● Task statement:
Return every line of the material below verbatim, changing nothing.

═════ Stored data ═════

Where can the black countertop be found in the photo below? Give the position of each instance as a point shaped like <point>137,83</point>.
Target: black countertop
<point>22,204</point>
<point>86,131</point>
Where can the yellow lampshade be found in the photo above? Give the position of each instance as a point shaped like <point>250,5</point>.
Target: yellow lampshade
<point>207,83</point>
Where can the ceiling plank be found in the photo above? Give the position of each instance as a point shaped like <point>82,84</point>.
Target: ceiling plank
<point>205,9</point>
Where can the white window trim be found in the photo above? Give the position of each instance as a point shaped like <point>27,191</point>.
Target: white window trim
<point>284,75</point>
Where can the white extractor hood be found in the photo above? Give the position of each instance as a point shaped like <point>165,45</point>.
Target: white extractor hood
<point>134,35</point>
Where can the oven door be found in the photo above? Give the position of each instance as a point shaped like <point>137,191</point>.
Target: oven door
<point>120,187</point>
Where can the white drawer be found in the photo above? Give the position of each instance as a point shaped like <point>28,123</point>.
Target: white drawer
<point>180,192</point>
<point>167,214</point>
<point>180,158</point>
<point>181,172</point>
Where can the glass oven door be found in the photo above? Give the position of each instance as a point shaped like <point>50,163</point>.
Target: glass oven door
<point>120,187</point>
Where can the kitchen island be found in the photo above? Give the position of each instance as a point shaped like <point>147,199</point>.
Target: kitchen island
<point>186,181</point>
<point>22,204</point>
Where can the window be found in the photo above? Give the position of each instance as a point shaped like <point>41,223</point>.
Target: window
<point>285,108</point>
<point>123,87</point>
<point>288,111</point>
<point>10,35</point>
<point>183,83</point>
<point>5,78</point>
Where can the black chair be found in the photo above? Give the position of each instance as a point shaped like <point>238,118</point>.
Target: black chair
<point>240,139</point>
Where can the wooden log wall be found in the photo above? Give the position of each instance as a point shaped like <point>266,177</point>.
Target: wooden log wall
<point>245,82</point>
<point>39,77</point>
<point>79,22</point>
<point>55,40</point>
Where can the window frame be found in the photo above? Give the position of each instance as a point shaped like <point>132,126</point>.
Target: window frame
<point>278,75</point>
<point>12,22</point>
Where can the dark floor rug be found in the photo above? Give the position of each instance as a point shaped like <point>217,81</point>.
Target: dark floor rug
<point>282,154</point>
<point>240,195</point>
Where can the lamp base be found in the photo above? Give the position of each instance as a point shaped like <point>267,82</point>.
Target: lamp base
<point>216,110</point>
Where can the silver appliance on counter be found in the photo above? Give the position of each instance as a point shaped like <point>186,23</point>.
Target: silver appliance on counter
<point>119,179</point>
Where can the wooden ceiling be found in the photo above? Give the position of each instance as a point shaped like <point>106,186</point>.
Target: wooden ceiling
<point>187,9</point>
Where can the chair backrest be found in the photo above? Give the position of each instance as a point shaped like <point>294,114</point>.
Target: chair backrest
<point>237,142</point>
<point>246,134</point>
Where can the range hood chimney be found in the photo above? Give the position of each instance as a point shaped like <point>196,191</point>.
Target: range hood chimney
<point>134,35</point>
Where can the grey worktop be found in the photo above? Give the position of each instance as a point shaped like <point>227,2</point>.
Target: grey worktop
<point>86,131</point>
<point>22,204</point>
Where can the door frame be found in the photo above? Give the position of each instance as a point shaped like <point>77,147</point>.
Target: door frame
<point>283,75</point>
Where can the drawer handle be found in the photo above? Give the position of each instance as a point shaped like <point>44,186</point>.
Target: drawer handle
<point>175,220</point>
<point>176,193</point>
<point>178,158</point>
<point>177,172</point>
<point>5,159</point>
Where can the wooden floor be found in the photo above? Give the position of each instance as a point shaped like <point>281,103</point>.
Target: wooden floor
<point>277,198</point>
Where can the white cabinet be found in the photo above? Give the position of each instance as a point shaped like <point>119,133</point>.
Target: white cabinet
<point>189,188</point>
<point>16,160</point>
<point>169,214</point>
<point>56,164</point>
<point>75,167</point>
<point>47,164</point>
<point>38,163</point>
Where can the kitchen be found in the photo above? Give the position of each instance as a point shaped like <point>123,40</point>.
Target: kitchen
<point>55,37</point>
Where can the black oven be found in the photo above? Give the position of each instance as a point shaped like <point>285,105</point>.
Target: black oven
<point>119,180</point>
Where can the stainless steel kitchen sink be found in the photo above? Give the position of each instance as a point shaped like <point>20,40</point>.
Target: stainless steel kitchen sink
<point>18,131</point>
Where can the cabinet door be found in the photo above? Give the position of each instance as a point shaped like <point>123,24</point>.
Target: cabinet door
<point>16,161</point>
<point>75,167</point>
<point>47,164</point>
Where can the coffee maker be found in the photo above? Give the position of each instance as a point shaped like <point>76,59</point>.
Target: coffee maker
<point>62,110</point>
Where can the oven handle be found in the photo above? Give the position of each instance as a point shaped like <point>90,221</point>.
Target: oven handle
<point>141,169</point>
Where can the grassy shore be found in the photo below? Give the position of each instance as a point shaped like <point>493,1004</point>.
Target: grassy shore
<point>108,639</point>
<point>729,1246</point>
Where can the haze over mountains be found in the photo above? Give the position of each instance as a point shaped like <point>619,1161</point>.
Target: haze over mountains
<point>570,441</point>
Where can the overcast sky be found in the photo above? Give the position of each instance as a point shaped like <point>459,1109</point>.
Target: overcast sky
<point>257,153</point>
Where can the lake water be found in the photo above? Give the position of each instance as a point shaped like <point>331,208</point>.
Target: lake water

═════

● Finished answer:
Where can the black countertop be found in the photo below? Give the position of each instance as a point shaped like <point>137,83</point>.
Target: black countertop
<point>22,204</point>
<point>86,131</point>
Where can the yellow lampshade be found in the photo above? Give the position of each instance as a point shaped like <point>250,5</point>.
Target: yellow lampshade
<point>207,83</point>
Where can the ceiling plank be found in the photo above? Give the position of each instance as a point shaped like <point>82,84</point>.
Target: ceiling plank
<point>205,9</point>
Where can the white window trim be found in the photo above? Give the position of each instance as a point shaped like <point>27,191</point>.
Target: white window trim
<point>284,75</point>
Where can the white extractor hood be found in the photo above? Give the position of each instance as a point shaped like <point>165,45</point>.
Target: white extractor hood
<point>134,35</point>
Where can the oven door be found in the photo above? Give the position of each instance as a point shaped like <point>137,191</point>.
Target: oven door
<point>120,187</point>
Where can the white drawer be found in the photo above? Give the position of each instance as a point shaped like <point>28,123</point>.
Target: white drawer
<point>180,192</point>
<point>167,214</point>
<point>180,158</point>
<point>181,172</point>
Where can the glass oven door be found in the photo above? Give the position of each instance as a point shaped like <point>50,163</point>.
Target: glass oven door
<point>120,187</point>
Where can the kitchen island be found in the photo above? Give the position of each instance as a point shaped like <point>147,199</point>.
Target: kitchen island
<point>186,181</point>
<point>22,204</point>
Where can the window be found in the photo above? Give the position of each instance as a point shaped like <point>41,223</point>.
Target: window
<point>285,108</point>
<point>123,87</point>
<point>288,111</point>
<point>10,35</point>
<point>183,83</point>
<point>5,78</point>
Where can the black chair be found in the photo above? Give the position of each instance as a point shaped like <point>238,118</point>.
Target: black chair
<point>240,139</point>
Where can the wooden log wall be found in the photo above? Give the position of each instance as a point shaped like <point>266,177</point>.
Target: wooden log wall
<point>245,82</point>
<point>39,77</point>
<point>79,22</point>
<point>55,40</point>
Where can the window frame be found in the photo above? Give the position of each instance as a point shaped like <point>132,126</point>.
Target: window frame
<point>278,75</point>
<point>12,22</point>
Where can the dark floor rug be found in the photo above? Give the position of each instance as a point shaped like <point>217,81</point>.
Target: dark floor rug
<point>282,154</point>
<point>240,195</point>
Where can the lamp base be found in the photo above? Give the position of each instance as a point shaped like <point>267,82</point>.
Target: lamp base
<point>216,110</point>
Where can the silver appliance on counter be found in the photo above? Give the position of each instance as a point shaped like <point>186,23</point>.
Target: silver appliance on counter
<point>119,179</point>
Where can the wooden ceiling be found in the photo above? Give the position of each instance as a point shaped like <point>106,186</point>.
Target: wooden ceiling
<point>187,9</point>
Where can the chair backrest be found in the photo above? Give the position of each instance as a point shaped like <point>294,114</point>.
Target: chair backrest
<point>237,142</point>
<point>246,134</point>
Where can the range hood chimney be found in the photo above? Give the position of each instance as a point shaped like <point>196,191</point>.
Target: range hood chimney
<point>134,35</point>
Where can the grey worktop be found in the photo above? Give the position of each instance as a point shaped like <point>227,2</point>.
Target: grey worktop
<point>86,131</point>
<point>22,204</point>
Where can the door frame be found in the photo above? Give the position of each instance as a point shaped like <point>77,147</point>.
Target: door frame
<point>283,75</point>
Where can the drawer handle be found in the photo above? Give the position of each instance as a point shaped like <point>44,186</point>.
Target: drawer handle
<point>175,220</point>
<point>176,193</point>
<point>178,158</point>
<point>177,172</point>
<point>5,159</point>
Where can the wooden floor be found in the photo above? Give the position of each instance as a point shaped like <point>281,103</point>.
Target: wooden floor
<point>277,198</point>
Where can the white cabinet be found in the photo above? Give the position of each instance as a point shaped like <point>119,133</point>.
Target: white cabinet
<point>189,188</point>
<point>16,160</point>
<point>169,214</point>
<point>56,164</point>
<point>75,167</point>
<point>47,164</point>
<point>38,163</point>
Where can the kitchen be found in the photo above? Give the position of each instance as a point shaped like <point>123,40</point>.
Target: kitchen
<point>55,37</point>
Where can the black oven be found in the photo above? Give the position of each instance as a point shaped like <point>285,105</point>.
Target: black oven
<point>119,180</point>
Where can the stainless steel kitchen sink be found in the photo above? Give the position of each instance as a point shaped like <point>20,40</point>.
Target: stainless steel kitchen sink
<point>18,131</point>
Where can the cabinet door be found in the photo above? Give the position of each instance as a point shaped like <point>123,24</point>.
Target: cabinet door
<point>16,161</point>
<point>75,167</point>
<point>47,164</point>
Where can the coffee maker be found in the photo above? Give the position of each instance as a point shaped like <point>76,59</point>.
Target: coffee maker
<point>62,110</point>
Where can the oven handle be found in the photo above? Give the position of each instance as a point shaped like <point>90,221</point>.
Target: oven handle
<point>141,169</point>
Where can the grassy shore be found in the photo below? Give the position of each instance as a point shaped like <point>493,1004</point>.
Target: grassy shore
<point>108,639</point>
<point>729,1246</point>
Where can the haze over mountains be found in the photo above? Give the position of each instance as a point shaped like <point>619,1161</point>.
Target: haze over mountains
<point>570,441</point>
Where can the overcast sky be found in the photo above? Give the position of each instance as a point shaped like <point>459,1109</point>.
Target: overcast sky
<point>257,153</point>
Where can the lake water be found in the photo above? Give the position of each instance as a point shaped like <point>331,208</point>.
Target: lake water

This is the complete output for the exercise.